> **Action item**:
Every line below is to be given again precisely; images are to be left out.

+++

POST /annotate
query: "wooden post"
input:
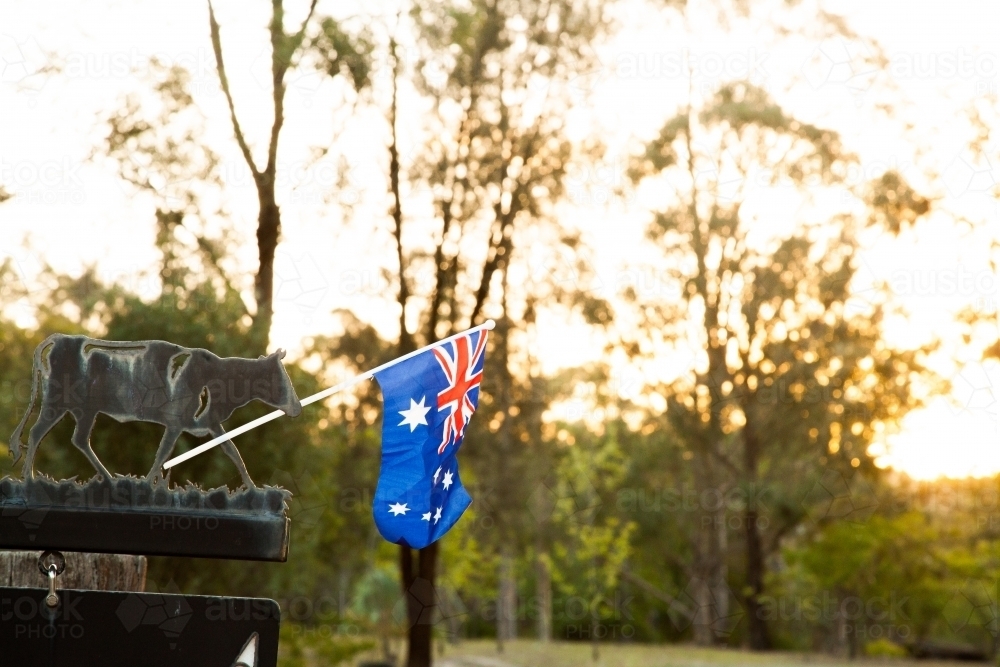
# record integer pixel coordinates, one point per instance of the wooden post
(95, 572)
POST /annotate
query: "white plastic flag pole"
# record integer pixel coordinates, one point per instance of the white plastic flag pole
(488, 324)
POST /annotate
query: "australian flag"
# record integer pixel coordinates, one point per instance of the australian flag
(429, 400)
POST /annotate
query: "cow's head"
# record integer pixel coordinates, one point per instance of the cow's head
(283, 395)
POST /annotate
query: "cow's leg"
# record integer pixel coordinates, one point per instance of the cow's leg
(234, 455)
(162, 454)
(81, 438)
(47, 418)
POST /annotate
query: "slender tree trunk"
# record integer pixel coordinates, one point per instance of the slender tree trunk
(543, 590)
(268, 232)
(507, 602)
(708, 552)
(720, 585)
(758, 635)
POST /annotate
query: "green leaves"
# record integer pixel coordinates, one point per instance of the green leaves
(343, 53)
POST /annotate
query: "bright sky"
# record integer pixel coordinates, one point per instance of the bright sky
(70, 211)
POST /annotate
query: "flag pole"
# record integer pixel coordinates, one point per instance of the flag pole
(319, 396)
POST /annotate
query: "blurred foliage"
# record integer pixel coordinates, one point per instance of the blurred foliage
(745, 485)
(301, 646)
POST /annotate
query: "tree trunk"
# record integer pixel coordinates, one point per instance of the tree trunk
(720, 585)
(421, 602)
(758, 636)
(543, 589)
(94, 572)
(709, 555)
(268, 231)
(507, 601)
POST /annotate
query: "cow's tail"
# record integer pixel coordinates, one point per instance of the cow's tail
(36, 370)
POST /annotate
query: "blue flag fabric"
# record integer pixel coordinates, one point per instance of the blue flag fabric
(429, 400)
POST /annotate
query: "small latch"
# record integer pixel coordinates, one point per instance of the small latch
(51, 564)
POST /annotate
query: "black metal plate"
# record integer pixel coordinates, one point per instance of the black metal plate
(128, 516)
(101, 629)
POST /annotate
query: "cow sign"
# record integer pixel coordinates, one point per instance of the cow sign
(185, 389)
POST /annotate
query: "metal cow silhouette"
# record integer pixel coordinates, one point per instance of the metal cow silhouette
(184, 389)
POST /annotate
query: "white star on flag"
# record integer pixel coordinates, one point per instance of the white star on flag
(415, 415)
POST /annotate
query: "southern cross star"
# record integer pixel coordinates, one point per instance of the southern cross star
(416, 414)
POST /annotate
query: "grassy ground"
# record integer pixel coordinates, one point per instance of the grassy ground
(525, 653)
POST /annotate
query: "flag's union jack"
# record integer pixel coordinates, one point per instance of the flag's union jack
(463, 368)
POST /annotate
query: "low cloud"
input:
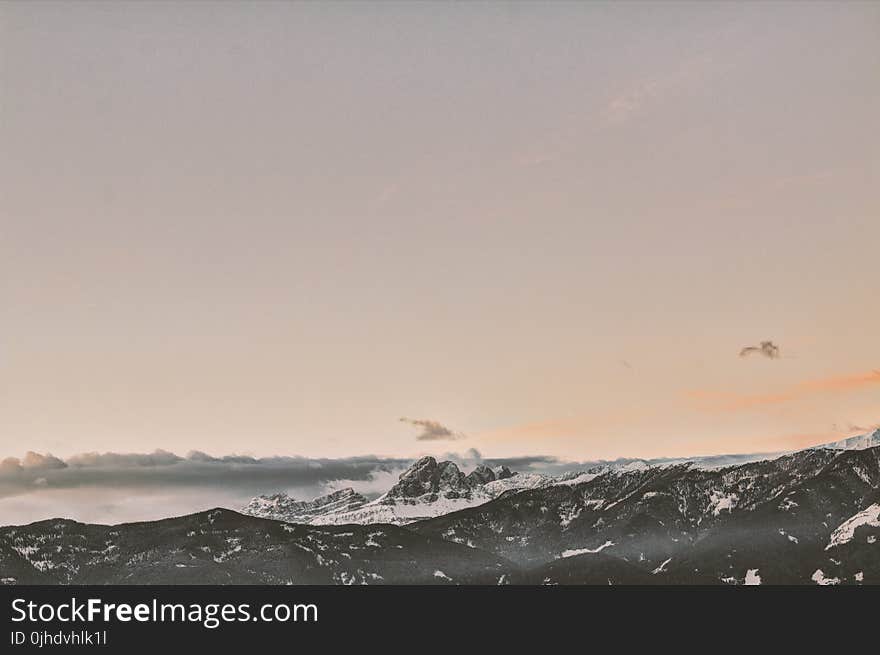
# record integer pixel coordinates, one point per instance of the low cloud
(767, 349)
(432, 430)
(121, 487)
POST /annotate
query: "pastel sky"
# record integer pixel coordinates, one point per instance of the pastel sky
(546, 228)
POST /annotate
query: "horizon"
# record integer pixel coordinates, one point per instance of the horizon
(585, 232)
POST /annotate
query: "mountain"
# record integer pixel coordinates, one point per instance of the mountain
(772, 521)
(859, 442)
(427, 488)
(223, 547)
(282, 507)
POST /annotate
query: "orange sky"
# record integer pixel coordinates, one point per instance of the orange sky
(551, 228)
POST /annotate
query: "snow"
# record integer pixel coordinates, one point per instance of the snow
(870, 516)
(752, 577)
(719, 501)
(662, 567)
(859, 442)
(820, 579)
(583, 551)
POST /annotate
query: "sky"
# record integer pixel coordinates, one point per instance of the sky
(333, 230)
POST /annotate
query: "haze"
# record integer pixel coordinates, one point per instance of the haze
(546, 228)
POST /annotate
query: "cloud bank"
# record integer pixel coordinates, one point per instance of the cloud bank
(767, 349)
(432, 430)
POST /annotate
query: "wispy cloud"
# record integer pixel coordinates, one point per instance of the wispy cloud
(432, 430)
(766, 348)
(633, 100)
(725, 401)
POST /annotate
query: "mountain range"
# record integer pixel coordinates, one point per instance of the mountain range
(807, 517)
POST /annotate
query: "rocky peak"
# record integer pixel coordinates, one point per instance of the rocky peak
(427, 476)
(481, 475)
(502, 472)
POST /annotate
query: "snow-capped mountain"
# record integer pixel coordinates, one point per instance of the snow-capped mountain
(223, 547)
(859, 442)
(282, 507)
(427, 488)
(777, 521)
(810, 517)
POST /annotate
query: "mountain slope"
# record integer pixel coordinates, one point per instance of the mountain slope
(693, 525)
(224, 547)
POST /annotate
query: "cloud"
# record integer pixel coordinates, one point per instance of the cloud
(432, 430)
(163, 470)
(632, 101)
(767, 348)
(715, 400)
(120, 487)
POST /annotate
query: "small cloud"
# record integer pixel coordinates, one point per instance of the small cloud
(767, 348)
(432, 430)
(37, 461)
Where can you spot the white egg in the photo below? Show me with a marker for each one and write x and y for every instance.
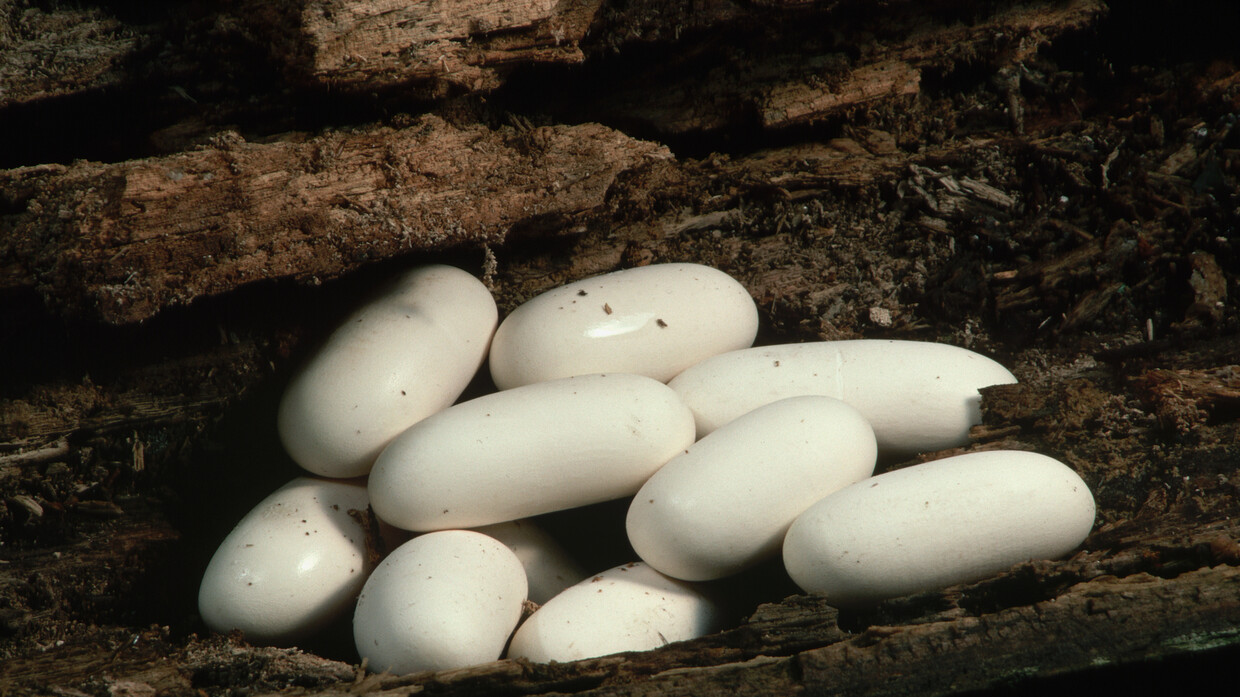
(726, 504)
(918, 396)
(936, 525)
(549, 568)
(628, 608)
(442, 600)
(292, 566)
(402, 357)
(530, 450)
(654, 320)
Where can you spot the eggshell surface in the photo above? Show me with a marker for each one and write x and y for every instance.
(936, 525)
(442, 600)
(530, 450)
(292, 566)
(727, 502)
(654, 320)
(628, 608)
(918, 396)
(549, 569)
(402, 357)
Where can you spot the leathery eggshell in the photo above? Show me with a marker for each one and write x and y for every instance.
(918, 396)
(442, 600)
(628, 608)
(654, 320)
(936, 525)
(292, 566)
(402, 357)
(548, 567)
(530, 450)
(726, 504)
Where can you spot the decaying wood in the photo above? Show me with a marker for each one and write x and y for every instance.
(1038, 620)
(1080, 238)
(802, 76)
(123, 241)
(51, 51)
(450, 42)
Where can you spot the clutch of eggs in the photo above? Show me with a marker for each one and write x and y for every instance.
(639, 383)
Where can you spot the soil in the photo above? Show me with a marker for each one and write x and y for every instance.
(1060, 195)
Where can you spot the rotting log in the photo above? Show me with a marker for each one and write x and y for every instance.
(440, 45)
(1089, 252)
(120, 242)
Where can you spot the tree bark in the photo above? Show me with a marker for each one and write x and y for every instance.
(1005, 176)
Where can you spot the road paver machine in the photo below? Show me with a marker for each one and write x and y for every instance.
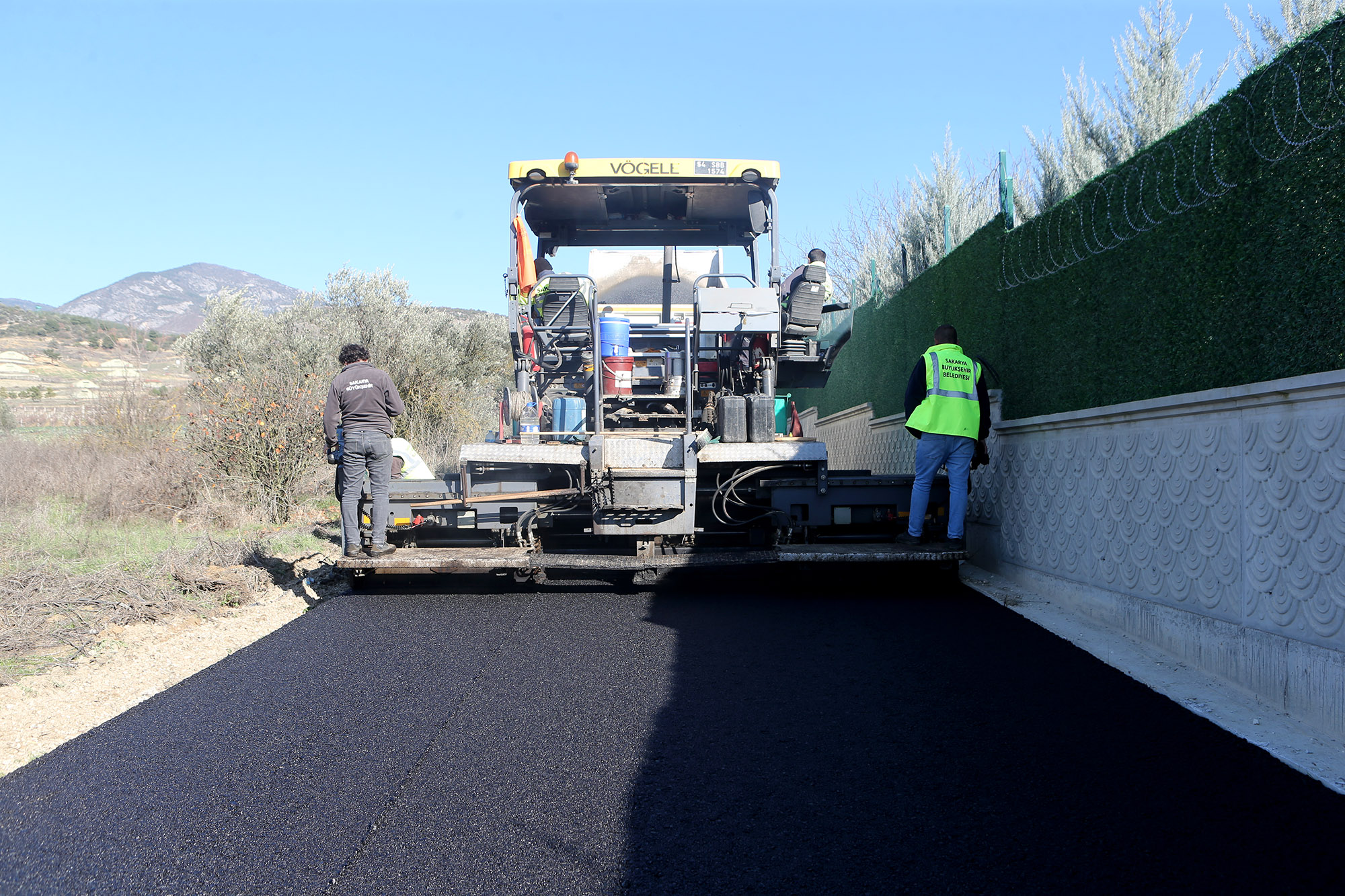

+++

> **Answer to the exercise**:
POST /annotate
query: "wooden post"
input:
# record integer pixel coordinates, one point per instance of the wooden post
(95, 572)
POST /annotate
query: "white plastic flag pole"
# record integer pixel coordinates, one point per instance of the white plastic flag pole
(488, 324)
POST /annotate
query: "australian flag"
# record integer pixel coordinates, one point per instance of the australian flag
(429, 400)
POST /annotate
query: "cow's head"
# record integer pixel coordinates, one point per instance of the cow's head
(283, 395)
POST /annotate
query: "cow's leg"
# record integer pixel coordinates, one point per instance of the cow's leg
(234, 455)
(162, 454)
(81, 438)
(47, 418)
POST /annotate
query: "slender tree trunk"
# record integer pixel coordinates, one point per instance of the slender tree trunk
(543, 590)
(268, 232)
(507, 602)
(708, 552)
(720, 585)
(758, 635)
POST /annotate
query: "green leaves"
# record integer pixel coordinates, one point per instance of the green leaves
(343, 53)
POST /annotate
query: "bright sky"
# record integer pixel coordinates, one point per instance of the bright sky
(70, 211)
POST /annotate
query: "flag pole"
# record integer pixel coordinates, one point per instance of the flag pole
(319, 396)
POST /annotate
query: "blurred foliage"
# record integer pixel coordinates, one point per instance of the blurred foliage
(745, 485)
(301, 646)
POST /annotate
query: "tree trunk"
# record integer pixel coordinates, one point per instance of the tree trunk
(720, 585)
(421, 602)
(758, 636)
(543, 589)
(94, 572)
(709, 555)
(268, 231)
(507, 601)
POST /annotate
query: "cow's tail"
# record integer pixel coordinates, one point per instance of the cow's tail
(36, 370)
POST /annotate
query: "blue flag fabric"
# record integer pixel coordinates, one point per instance of the blue flag fabric
(429, 400)
POST /annotate
query: "small latch"
# record integer pixel coordinates, one point per instance of the small latch
(51, 564)
POST /annotate
query: "black metal plate"
# record integer pixel coordinates, one point per instance of the black metal plate
(128, 516)
(101, 629)
POST /annotate
query: "cow sign"
# record integer pixel coordinates, one point per instance of the cow sign
(185, 389)
POST /annotate
query: "metal cow silhouette"
# record integer pixel coordinates, one point per instance of the metal cow silhouette
(184, 389)
POST /annotate
query: "white star on flag"
# record integer pixel coordinates, one point per instance of the white star on flag
(415, 415)
POST /annotate
query: "southern cross star"
# record integer pixel coordinates, one point per instance of the southern cross star
(416, 414)
POST /annotate
query: "grassy ground"
# record integer pixel coordinates, one point per instance of the grassy ground
(525, 653)
POST /annotate
query: "flag's union jack"
# record integer pixel coordinates, one point per instance of the flag's union jack
(463, 368)
POST /annotate
query: "low cloud"
input:
# record integer pixel coordinates, one point per instance of the low cloud
(767, 349)
(432, 430)
(121, 487)
POST /annotate
query: "pastel sky"
# record integer pixel coordinates, one point per instance of the pastel sky
(546, 228)
POST /annotate
query: "horizon"
# record integer pixel coordinates, one point per instance of the horizon
(585, 232)
POST /annotate
query: "mountain"
# record integer pixel coordinates, one point per instance of the mountain
(772, 521)
(859, 442)
(427, 488)
(223, 547)
(282, 507)
POST /annotate
query: "orange sky"
# record integer pixel coordinates, one point per instance of the orange sky
(551, 228)
POST /annotate
query: "snow"
# record integer pixel coordinates, one point per instance of the snow
(870, 516)
(752, 577)
(719, 501)
(662, 567)
(859, 442)
(820, 579)
(583, 551)
POST /annotate
query: "sky"
# record integer pixel coordinates, one point per instance of the sky
(333, 230)
POST /annotate
query: "haze"
# record integer pixel coordinates, one point per instance of the haze
(546, 228)
POST /annotate
query: "cloud bank"
# record integer pixel coordinates, one point per instance of the cloud bank
(767, 349)
(432, 430)
POST /annotate
query: "wispy cloud"
# record integer pixel coordinates, one point per instance of the wispy cloud
(432, 430)
(766, 348)
(633, 100)
(725, 401)
POST /annotate
query: "mountain range"
# record integer pixel coordinates, one point per instance of the mountain range
(807, 517)
POST /annotate
query: "rocky peak"
# record integer pixel coordinates, one point per instance of the rocky peak
(427, 476)
(481, 475)
(502, 472)
POST /annotate
query: "snow-capped mountain"
# record integer pixel coordinates, one point per instance of the snow-capped mountain
(223, 547)
(859, 442)
(282, 507)
(427, 488)
(777, 521)
(810, 517)
POST /annotate
query: "mountain slope"
# record integer pixel coordinates, one point per instance of the mountain slope
(693, 525)
(224, 547)
POST /annotate
query: "cloud"
# record integer pixel coordinates, one point per instance of the cloud
(432, 430)
(163, 470)
(632, 101)
(767, 348)
(715, 400)
(120, 487)
POST /annotate
query: "small cloud"
# record integer pixel coordinates, one point per instance of the small cloud
(767, 348)
(432, 430)
(37, 461)
Where can you spot the white egg in the photo below? Show me with a marker for each one and write x and y for every instance.
(726, 504)
(918, 396)
(936, 525)
(549, 568)
(628, 608)
(442, 600)
(292, 566)
(402, 357)
(530, 450)
(654, 320)
Where can you spot the eggshell surface in the photo above? Show me with a marker for each one and write x and y for every instance.
(936, 525)
(442, 600)
(530, 450)
(292, 566)
(727, 502)
(654, 320)
(628, 608)
(918, 396)
(549, 569)
(402, 357)
Where can you spot the leathery eggshell in the photo above? Show me with a marker for each one and write x and y for every instance.
(918, 396)
(442, 600)
(628, 608)
(654, 320)
(936, 525)
(292, 566)
(402, 357)
(548, 567)
(530, 450)
(726, 504)
Where can you spot the decaying wood in the photo above? Show me with a marker for each one and write x and y for every instance.
(1038, 620)
(1080, 238)
(802, 76)
(123, 241)
(51, 51)
(450, 42)
Where can you spot the clutch of eggs in the photo above? Show me with a marker for each one and write x and y for every instance.
(639, 383)
Where can you spot the soil in the photo above? Show me with a marker for each one and write x and y for every instance.
(1060, 195)
Where can you spot the rotting log in the photo above? Show me with a marker for each one and write x and y for every instance.
(440, 45)
(1089, 252)
(120, 242)
Where can you spot the tree bark in the photo above? Show me with a marker for each one and write x and y for every instance.
(1005, 176)
Where can you spot the road paver machine in the photo below? Show me with a marker for each one and write x and y for every instance.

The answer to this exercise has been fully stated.